From the dataset records below, extract each line that contains the word "before".

▸ Dataset records
- Opening Delimiter -
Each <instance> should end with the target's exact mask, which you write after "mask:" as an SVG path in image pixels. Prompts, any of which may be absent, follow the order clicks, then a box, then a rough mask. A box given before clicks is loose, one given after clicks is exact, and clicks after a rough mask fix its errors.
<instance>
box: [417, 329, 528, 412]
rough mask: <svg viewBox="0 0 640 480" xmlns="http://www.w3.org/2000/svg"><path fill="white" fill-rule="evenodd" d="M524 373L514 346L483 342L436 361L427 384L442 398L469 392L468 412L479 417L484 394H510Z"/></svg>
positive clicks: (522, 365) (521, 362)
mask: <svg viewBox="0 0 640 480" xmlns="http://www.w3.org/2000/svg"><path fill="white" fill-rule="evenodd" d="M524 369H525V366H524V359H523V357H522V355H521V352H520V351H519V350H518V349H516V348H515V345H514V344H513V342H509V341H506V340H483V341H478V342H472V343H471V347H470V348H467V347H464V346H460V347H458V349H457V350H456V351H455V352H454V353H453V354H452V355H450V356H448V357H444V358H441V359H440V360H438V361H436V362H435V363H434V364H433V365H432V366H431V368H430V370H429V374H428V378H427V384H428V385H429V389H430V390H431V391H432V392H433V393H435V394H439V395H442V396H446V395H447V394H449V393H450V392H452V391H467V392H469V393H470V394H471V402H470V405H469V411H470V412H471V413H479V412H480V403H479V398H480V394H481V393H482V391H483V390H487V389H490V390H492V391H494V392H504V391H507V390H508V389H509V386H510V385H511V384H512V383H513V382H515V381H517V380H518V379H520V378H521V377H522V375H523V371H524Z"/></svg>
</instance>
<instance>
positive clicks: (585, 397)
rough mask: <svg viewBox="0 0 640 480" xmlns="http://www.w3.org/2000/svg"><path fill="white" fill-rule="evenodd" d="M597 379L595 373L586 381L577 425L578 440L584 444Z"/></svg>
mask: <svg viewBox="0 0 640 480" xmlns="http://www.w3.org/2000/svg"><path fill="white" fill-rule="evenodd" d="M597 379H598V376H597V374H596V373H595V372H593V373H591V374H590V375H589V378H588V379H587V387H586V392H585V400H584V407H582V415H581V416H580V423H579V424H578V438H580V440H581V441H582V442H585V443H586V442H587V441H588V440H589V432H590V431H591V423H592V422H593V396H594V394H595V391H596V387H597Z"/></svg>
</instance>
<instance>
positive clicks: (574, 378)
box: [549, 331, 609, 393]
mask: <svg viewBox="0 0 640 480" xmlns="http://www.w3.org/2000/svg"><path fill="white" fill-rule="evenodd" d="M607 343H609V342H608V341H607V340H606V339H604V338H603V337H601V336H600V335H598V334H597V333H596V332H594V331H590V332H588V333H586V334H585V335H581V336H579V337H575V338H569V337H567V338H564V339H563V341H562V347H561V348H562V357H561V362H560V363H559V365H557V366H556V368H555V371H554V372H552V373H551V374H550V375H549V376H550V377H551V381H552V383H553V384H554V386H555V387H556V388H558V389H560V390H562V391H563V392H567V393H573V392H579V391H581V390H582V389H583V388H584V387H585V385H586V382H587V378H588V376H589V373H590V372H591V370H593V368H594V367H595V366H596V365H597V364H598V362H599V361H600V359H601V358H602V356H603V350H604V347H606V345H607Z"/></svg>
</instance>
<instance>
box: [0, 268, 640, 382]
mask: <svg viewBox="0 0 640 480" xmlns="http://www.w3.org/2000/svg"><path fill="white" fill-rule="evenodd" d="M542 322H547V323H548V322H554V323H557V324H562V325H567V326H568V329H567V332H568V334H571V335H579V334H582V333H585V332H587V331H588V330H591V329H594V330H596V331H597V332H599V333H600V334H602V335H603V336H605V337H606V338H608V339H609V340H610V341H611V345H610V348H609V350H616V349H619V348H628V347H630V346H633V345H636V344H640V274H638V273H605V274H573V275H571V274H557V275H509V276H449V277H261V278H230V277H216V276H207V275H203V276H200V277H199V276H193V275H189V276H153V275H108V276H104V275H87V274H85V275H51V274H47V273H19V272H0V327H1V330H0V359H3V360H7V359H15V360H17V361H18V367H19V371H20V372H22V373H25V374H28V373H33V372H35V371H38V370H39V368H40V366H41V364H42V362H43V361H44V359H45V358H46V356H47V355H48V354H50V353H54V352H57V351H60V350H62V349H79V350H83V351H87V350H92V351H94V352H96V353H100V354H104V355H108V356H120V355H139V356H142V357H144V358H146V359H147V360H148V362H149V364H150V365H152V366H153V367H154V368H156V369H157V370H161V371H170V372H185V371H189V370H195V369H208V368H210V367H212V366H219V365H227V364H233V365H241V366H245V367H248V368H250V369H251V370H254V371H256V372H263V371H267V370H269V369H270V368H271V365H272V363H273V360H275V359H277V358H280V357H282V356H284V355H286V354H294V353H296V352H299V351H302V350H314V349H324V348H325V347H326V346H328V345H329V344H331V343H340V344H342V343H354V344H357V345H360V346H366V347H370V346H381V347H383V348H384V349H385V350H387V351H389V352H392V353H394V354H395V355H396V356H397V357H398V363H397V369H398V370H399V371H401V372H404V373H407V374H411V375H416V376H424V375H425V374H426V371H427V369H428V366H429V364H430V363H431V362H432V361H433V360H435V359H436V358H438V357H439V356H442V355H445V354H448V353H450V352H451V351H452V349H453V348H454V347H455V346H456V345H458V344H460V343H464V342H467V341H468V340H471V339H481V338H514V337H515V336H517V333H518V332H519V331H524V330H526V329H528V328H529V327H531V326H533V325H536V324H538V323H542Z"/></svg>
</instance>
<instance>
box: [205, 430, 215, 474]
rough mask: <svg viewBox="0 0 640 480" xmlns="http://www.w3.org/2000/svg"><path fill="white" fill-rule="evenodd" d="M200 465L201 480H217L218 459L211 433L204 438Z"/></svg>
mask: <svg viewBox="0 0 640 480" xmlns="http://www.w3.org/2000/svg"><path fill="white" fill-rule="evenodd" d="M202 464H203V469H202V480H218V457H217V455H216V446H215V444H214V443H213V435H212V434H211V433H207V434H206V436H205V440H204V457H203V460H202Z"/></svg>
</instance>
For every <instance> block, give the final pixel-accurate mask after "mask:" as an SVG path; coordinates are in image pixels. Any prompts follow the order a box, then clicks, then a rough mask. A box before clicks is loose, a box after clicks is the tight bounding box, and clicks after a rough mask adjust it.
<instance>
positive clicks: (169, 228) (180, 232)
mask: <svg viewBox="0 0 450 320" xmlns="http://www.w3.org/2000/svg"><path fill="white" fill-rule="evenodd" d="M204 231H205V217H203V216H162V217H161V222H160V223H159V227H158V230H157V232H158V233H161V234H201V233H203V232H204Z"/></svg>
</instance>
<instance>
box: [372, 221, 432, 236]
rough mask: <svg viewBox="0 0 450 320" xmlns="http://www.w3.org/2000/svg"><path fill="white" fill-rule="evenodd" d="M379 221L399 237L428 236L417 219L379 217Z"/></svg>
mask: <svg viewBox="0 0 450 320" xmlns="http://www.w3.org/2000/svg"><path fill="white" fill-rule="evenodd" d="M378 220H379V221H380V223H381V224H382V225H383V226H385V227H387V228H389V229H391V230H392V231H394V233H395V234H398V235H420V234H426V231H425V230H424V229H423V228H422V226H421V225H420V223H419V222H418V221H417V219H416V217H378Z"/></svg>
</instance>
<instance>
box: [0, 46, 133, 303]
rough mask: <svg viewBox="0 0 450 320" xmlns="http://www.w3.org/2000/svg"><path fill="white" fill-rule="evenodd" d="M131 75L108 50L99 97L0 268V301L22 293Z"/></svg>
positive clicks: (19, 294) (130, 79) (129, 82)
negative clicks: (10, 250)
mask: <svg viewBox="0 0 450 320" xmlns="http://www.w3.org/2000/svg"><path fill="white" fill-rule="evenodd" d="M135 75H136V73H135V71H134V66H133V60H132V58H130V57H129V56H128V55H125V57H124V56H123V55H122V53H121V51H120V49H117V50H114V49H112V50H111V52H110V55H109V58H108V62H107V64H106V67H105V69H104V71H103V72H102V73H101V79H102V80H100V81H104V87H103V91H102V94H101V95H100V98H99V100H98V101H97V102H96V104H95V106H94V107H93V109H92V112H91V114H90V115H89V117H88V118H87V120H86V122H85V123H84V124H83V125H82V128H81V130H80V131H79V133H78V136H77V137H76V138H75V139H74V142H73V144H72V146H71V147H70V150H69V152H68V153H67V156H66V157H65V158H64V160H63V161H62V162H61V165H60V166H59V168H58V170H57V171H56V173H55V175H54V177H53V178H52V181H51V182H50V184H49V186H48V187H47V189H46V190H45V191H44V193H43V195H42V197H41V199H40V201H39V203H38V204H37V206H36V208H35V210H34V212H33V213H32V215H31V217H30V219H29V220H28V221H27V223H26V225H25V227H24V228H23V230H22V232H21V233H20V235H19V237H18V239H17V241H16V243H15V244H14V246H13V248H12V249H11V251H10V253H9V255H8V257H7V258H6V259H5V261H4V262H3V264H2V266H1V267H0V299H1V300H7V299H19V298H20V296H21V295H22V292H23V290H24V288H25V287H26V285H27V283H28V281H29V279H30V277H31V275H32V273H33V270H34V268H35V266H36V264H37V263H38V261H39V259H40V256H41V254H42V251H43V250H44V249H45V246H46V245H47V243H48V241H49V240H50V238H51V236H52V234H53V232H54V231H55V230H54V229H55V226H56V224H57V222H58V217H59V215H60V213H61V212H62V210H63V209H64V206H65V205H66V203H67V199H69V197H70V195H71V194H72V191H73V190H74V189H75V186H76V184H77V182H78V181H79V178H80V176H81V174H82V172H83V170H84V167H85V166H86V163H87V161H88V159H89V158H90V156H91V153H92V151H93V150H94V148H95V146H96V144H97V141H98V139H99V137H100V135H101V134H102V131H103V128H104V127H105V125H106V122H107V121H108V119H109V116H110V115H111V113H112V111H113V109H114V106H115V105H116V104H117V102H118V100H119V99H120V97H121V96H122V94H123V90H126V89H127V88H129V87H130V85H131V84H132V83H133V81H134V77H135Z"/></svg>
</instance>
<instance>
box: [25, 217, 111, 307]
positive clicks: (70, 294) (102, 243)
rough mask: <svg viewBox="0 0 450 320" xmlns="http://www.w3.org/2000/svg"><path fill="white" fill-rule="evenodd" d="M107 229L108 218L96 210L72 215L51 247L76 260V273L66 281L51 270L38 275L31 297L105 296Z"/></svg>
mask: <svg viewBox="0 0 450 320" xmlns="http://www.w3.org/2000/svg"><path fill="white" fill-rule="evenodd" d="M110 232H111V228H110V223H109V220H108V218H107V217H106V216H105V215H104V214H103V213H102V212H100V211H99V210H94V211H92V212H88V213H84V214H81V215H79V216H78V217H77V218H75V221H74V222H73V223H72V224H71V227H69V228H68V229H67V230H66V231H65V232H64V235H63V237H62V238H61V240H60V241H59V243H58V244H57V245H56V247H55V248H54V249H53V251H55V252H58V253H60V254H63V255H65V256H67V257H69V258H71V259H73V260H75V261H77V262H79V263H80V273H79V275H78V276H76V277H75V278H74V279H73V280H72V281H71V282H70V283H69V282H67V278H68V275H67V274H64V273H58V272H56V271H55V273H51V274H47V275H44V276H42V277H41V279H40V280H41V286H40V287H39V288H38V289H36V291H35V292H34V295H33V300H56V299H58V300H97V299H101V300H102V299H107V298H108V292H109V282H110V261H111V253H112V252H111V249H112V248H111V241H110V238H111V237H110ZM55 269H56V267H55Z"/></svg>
- Closing Delimiter -
▸ Answer for the task
Each <instance> should end with the target's exact mask, which you write after "mask:" as an SVG path in image pixels. Prompts, any of which may be absent, follow the order clicks, then a box, then a rough mask. A box given before clicks is loose, one given after clicks is exact, and clicks after a rough mask fix its errors.
For every <instance> block, give the final pixel-accurate mask after "mask:" as an SVG path; coordinates are in image pixels. Any prompts follow the order a box, then clicks, then a rough mask. A box before clicks is loose, a box after clicks is the tight bounding box, and clicks after a rough mask adjust it.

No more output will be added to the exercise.